Given request:
Substitute "stick" for "twig" and give back everything in the material below, from the line containing "Guideline: one marker per instance of the thin" down to the end, with nothing else changed.

Start Listing

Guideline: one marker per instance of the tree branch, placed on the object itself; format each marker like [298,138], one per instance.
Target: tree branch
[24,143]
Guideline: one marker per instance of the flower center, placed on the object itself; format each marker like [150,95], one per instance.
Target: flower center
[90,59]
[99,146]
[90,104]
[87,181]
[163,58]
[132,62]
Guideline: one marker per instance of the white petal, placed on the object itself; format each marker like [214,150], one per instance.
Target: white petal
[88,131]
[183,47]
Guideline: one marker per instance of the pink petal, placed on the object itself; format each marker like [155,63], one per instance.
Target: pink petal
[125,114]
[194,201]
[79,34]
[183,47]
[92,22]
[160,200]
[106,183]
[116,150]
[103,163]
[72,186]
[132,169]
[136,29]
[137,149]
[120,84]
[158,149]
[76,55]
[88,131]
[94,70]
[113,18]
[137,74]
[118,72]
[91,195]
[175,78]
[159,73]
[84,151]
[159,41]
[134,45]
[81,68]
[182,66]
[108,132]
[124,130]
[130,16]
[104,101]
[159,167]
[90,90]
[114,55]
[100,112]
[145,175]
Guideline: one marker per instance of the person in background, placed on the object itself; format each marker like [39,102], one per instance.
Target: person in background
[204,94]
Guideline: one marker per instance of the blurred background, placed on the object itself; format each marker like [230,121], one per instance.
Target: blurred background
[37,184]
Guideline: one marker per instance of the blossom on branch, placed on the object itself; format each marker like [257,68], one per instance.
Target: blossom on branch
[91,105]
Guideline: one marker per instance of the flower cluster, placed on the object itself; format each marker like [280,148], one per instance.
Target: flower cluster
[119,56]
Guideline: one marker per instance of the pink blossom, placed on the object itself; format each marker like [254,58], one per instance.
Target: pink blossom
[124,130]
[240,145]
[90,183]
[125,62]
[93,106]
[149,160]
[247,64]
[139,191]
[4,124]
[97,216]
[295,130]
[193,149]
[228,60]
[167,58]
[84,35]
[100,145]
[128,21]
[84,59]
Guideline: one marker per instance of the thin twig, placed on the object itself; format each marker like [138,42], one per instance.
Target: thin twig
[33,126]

End Listing

Exercise output:
Guideline: one marker per instance of the thin stick, placed on the object itself; format each marker like [138,42], one per instance.
Target: thin stick
[33,126]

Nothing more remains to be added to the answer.